** start of Information shown **
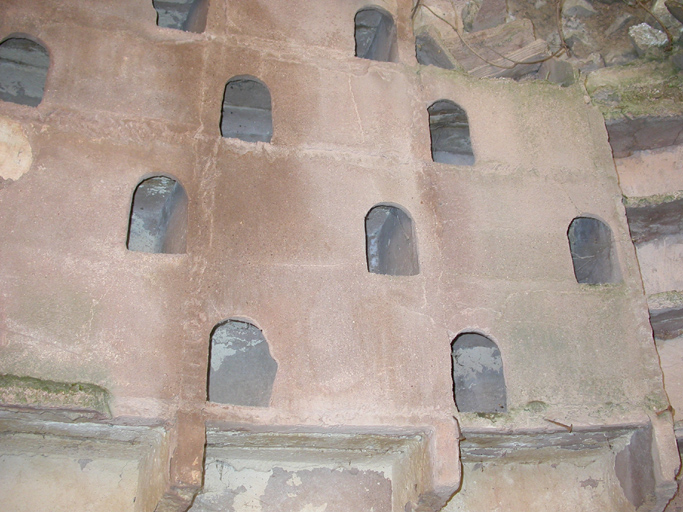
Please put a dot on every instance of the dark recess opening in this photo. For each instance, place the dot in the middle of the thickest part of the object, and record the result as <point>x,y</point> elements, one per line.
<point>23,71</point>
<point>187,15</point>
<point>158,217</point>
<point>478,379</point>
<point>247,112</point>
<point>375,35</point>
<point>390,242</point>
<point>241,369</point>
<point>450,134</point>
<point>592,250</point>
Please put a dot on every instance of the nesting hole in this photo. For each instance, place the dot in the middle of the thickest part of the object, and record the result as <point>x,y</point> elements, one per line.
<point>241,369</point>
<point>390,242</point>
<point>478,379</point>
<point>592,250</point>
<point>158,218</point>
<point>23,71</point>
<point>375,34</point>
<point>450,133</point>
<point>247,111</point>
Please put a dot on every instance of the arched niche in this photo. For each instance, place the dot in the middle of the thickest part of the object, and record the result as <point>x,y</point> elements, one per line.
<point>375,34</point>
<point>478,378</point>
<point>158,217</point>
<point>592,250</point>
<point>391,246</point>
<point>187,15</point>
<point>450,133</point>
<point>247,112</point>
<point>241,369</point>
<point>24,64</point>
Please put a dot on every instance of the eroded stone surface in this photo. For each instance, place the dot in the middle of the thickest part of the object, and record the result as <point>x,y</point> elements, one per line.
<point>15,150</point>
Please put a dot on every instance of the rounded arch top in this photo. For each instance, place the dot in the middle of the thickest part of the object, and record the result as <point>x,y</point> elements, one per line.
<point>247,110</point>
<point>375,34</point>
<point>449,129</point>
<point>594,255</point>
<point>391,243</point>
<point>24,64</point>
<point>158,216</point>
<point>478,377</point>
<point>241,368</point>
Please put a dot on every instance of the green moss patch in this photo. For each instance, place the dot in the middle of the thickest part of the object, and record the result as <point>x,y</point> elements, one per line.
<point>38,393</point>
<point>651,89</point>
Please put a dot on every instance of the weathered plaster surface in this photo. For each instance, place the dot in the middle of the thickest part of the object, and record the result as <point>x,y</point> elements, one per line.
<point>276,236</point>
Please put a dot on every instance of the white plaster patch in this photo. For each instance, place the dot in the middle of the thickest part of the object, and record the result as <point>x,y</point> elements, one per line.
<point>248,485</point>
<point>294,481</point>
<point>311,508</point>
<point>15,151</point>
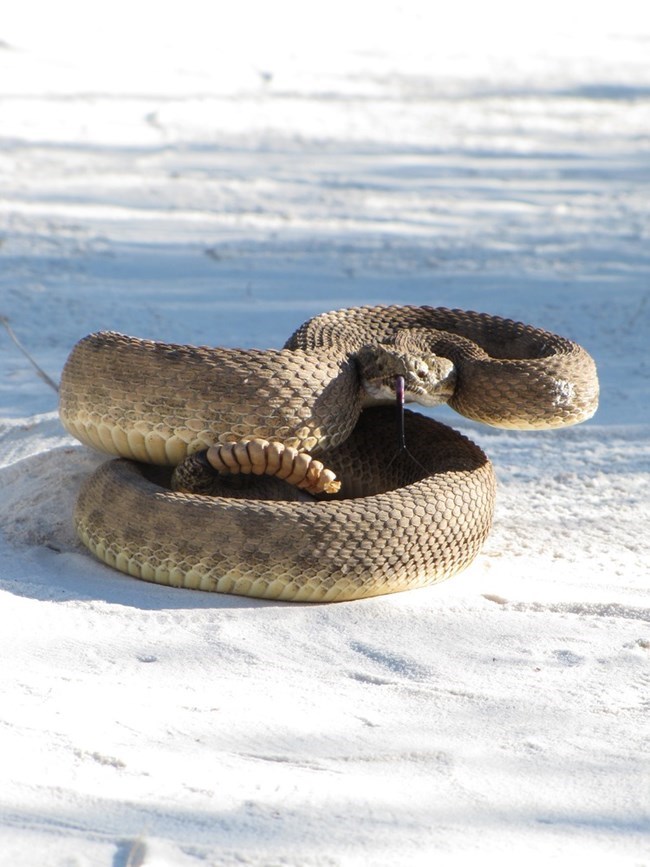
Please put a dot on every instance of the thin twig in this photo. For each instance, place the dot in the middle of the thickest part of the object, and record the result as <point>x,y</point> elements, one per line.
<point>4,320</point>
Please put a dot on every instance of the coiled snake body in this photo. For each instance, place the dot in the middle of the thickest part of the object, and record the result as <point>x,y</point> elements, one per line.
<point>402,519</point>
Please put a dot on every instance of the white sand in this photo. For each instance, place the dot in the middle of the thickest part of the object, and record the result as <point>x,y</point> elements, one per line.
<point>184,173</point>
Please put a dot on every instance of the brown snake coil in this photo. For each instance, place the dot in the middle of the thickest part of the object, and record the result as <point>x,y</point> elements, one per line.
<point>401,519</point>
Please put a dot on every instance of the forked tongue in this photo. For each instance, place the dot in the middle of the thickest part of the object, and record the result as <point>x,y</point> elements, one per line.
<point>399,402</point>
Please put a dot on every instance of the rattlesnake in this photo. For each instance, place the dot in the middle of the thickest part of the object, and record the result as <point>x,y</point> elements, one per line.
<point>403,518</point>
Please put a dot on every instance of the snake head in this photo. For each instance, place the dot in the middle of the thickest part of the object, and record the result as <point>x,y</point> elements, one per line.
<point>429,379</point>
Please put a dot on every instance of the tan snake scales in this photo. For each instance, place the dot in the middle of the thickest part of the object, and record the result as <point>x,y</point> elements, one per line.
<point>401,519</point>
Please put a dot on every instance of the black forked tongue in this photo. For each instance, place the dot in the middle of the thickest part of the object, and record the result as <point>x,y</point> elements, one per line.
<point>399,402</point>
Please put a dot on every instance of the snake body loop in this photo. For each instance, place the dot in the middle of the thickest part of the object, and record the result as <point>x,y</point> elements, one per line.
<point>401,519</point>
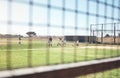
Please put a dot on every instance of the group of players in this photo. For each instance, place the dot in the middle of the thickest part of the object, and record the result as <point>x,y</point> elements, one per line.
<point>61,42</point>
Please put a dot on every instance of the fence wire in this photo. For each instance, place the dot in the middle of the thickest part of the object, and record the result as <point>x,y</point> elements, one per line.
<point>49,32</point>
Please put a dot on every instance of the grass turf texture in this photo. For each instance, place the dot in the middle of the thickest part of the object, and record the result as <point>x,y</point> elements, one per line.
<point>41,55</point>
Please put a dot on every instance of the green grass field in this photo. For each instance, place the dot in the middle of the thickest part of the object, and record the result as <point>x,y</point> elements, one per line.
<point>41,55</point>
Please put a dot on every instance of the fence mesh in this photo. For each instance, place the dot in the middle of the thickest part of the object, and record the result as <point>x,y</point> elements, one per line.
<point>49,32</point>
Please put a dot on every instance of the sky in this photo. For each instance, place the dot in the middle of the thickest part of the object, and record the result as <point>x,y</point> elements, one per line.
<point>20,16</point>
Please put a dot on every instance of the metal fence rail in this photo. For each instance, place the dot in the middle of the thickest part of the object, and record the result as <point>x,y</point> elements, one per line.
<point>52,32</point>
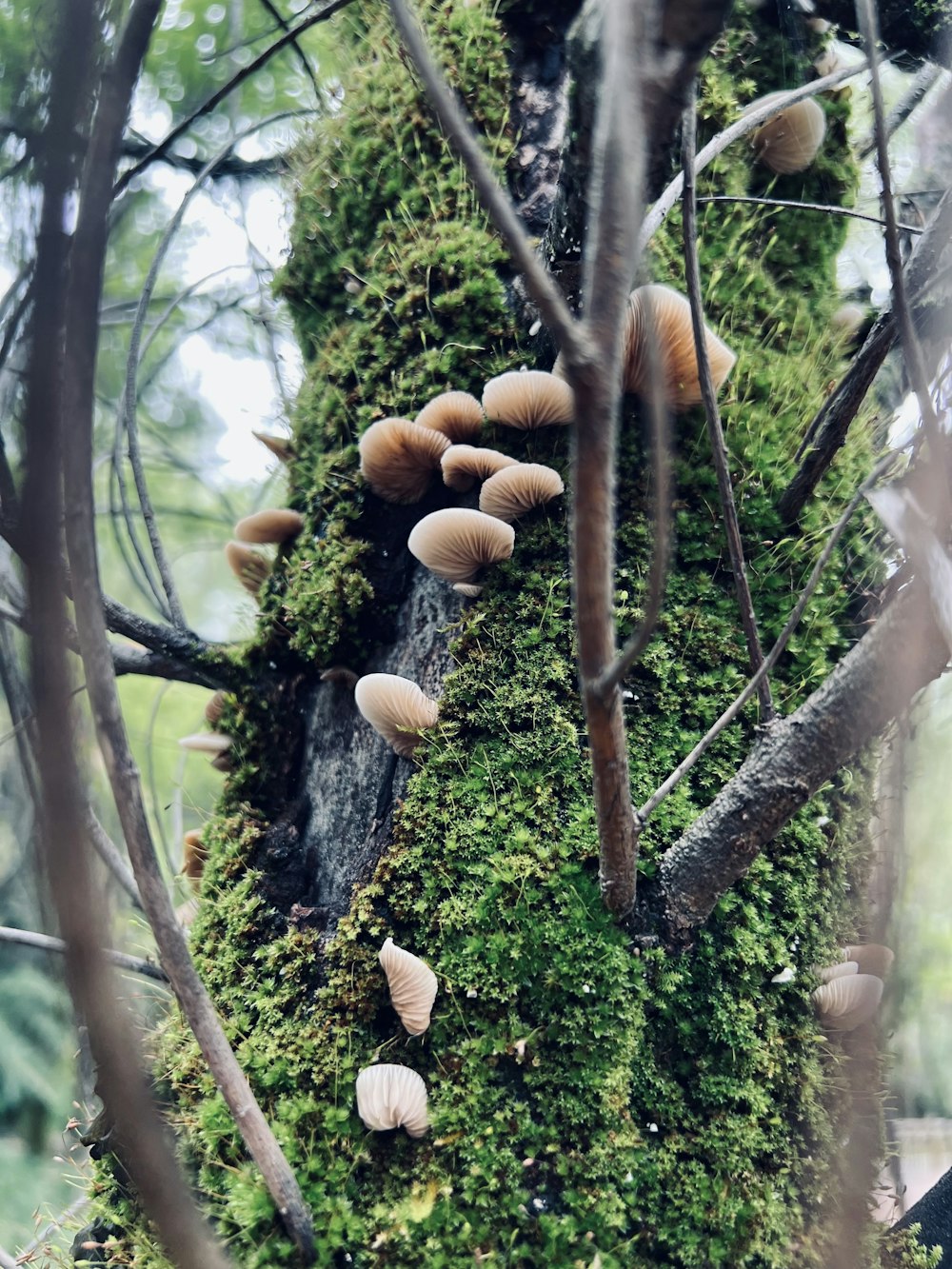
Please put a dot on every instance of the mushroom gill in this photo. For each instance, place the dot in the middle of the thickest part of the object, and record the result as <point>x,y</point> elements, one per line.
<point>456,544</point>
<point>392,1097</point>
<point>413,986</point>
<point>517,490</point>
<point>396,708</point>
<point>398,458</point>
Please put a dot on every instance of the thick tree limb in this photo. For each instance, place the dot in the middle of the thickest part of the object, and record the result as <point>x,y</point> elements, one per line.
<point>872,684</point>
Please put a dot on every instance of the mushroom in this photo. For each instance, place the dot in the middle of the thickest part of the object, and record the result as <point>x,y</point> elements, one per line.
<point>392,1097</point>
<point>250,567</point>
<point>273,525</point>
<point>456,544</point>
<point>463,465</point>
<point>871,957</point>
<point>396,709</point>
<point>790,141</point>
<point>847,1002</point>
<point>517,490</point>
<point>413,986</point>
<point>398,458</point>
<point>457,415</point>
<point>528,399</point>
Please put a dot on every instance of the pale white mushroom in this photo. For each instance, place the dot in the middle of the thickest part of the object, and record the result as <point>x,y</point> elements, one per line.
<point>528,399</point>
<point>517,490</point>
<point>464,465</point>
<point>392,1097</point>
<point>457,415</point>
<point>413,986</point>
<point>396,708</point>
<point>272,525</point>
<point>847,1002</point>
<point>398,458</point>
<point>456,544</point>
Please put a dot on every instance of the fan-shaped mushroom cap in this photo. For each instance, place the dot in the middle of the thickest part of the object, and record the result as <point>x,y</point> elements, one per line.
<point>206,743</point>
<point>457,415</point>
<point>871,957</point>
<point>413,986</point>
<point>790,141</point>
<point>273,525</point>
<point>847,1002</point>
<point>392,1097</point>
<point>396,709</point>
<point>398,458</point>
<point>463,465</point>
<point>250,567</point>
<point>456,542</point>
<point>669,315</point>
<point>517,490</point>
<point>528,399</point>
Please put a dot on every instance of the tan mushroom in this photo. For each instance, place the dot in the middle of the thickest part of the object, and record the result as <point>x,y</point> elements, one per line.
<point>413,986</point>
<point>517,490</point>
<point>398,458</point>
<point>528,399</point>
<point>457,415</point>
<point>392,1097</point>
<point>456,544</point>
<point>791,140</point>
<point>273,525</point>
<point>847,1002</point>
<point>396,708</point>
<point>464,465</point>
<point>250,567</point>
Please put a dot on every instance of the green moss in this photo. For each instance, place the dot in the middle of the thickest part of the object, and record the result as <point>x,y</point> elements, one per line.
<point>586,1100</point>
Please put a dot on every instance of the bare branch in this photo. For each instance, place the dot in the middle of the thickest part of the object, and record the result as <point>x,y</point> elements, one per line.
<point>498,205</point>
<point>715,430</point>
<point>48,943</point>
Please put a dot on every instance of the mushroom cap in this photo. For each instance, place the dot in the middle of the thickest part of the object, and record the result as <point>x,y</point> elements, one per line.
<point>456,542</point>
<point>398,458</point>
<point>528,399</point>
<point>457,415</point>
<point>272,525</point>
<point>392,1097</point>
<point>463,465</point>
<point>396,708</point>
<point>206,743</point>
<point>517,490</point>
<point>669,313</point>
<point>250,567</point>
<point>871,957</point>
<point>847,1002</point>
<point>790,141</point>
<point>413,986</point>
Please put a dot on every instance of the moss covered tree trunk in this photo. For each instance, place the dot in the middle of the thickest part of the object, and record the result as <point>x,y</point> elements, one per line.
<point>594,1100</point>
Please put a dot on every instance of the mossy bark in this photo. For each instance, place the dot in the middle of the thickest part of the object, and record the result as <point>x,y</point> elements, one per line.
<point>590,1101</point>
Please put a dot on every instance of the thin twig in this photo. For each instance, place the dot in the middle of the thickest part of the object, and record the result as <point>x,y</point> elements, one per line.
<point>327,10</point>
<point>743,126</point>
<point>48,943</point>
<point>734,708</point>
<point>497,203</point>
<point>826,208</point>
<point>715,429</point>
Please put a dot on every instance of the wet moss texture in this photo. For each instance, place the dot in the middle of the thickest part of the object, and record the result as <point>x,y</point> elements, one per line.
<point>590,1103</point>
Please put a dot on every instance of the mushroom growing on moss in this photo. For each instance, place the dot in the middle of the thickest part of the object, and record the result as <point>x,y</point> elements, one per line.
** end of Information shown **
Copy the lines verbatim, beginning with the line containing "Please put a dot on every instance of the metal" and ending with the line containing "<point>872,684</point>", both included. Omit the pictures from your answer.

Solution to this problem —
Please put a dot on every instance of the metal fence rail in this photo. For each instance, place the dot in the middle of the thickest part of the object, and record the result as <point>x,y</point> elements, one per line.
<point>52,32</point>
Please put a dot on every instance of the mushroom gill in this photo. For each instance, place the dot in the middle of the thickest part of the object, and record the result as <point>x,y</point> elements, one per line.
<point>456,544</point>
<point>392,1097</point>
<point>413,986</point>
<point>517,490</point>
<point>396,708</point>
<point>398,458</point>
Please put a dot on every instance of the thick tree limb in this photo. For each instance, place the dot in the middle of the thickest part of the object, and record the result as <point>x,y</point> elements, one per line.
<point>872,684</point>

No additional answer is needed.